> **Your objective**: Return every line of the listing below unchanged, character for character, from first to last.

__________________________________________________

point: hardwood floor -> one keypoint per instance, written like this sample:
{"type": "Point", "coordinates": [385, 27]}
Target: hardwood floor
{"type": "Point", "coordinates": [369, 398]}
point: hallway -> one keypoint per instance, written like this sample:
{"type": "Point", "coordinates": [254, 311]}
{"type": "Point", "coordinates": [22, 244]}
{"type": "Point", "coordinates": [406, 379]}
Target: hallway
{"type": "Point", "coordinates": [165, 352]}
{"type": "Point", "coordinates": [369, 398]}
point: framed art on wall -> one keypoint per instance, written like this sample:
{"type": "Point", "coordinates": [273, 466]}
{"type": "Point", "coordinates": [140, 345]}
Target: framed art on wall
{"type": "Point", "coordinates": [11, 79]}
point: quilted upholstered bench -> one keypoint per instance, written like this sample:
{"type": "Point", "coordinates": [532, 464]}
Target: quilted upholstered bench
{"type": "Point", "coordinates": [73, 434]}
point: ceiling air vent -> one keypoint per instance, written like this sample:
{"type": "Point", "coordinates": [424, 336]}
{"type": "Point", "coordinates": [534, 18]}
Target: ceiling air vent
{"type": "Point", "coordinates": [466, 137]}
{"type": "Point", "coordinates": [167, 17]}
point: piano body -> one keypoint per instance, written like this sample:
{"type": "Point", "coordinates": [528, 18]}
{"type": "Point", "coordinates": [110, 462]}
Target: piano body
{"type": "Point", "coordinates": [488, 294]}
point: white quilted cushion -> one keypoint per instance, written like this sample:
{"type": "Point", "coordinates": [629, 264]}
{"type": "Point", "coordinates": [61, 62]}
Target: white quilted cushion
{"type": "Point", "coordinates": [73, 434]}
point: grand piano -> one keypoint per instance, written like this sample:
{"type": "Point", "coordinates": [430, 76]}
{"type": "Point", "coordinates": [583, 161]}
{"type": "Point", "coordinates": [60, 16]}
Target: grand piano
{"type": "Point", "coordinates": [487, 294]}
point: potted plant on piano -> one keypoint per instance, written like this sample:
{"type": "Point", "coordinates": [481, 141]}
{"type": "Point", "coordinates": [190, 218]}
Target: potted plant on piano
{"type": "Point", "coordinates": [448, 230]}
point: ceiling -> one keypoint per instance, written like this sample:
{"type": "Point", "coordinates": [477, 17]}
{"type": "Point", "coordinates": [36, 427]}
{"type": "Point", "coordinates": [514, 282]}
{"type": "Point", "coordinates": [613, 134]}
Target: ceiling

__________________________________________________

> **Exercise response**:
point: hardwood floor -> one keypoint per instance, written like this sample:
{"type": "Point", "coordinates": [385, 27]}
Target: hardwood floor
{"type": "Point", "coordinates": [369, 398]}
point: hallway -> one keypoint per instance, written like this sample:
{"type": "Point", "coordinates": [254, 311]}
{"type": "Point", "coordinates": [22, 244]}
{"type": "Point", "coordinates": [406, 379]}
Target: hallway
{"type": "Point", "coordinates": [165, 352]}
{"type": "Point", "coordinates": [369, 398]}
point: framed art on wall -> one keypoint per instance, written like this sample:
{"type": "Point", "coordinates": [273, 466]}
{"type": "Point", "coordinates": [140, 345]}
Target: framed art on wall
{"type": "Point", "coordinates": [11, 79]}
point: quilted upholstered bench -> one keypoint per instance, written like this sample:
{"type": "Point", "coordinates": [532, 464]}
Target: quilted upholstered bench
{"type": "Point", "coordinates": [73, 434]}
point: ceiling air vent -> one keypoint per instance, written like this sample:
{"type": "Point", "coordinates": [424, 336]}
{"type": "Point", "coordinates": [534, 18]}
Target: ceiling air vent
{"type": "Point", "coordinates": [466, 137]}
{"type": "Point", "coordinates": [167, 17]}
point: piano body -> one keypoint per instance, written like this sample:
{"type": "Point", "coordinates": [528, 18]}
{"type": "Point", "coordinates": [110, 462]}
Target: piano body
{"type": "Point", "coordinates": [488, 294]}
point: white quilted cushion -> one keypoint per instance, written like this sample:
{"type": "Point", "coordinates": [629, 264]}
{"type": "Point", "coordinates": [61, 62]}
Target: white quilted cushion
{"type": "Point", "coordinates": [73, 434]}
point: grand piano -> one keypoint per instance, written like this sample:
{"type": "Point", "coordinates": [430, 76]}
{"type": "Point", "coordinates": [583, 161]}
{"type": "Point", "coordinates": [60, 16]}
Target: grand piano
{"type": "Point", "coordinates": [487, 294]}
point: potted plant on piano -> one keypoint per instance, written like this sample:
{"type": "Point", "coordinates": [481, 141]}
{"type": "Point", "coordinates": [190, 218]}
Target: potted plant on piano
{"type": "Point", "coordinates": [448, 230]}
point: ceiling -> one keypoint per instance, written like this sample:
{"type": "Point", "coordinates": [477, 17]}
{"type": "Point", "coordinates": [36, 427]}
{"type": "Point", "coordinates": [514, 282]}
{"type": "Point", "coordinates": [613, 134]}
Target: ceiling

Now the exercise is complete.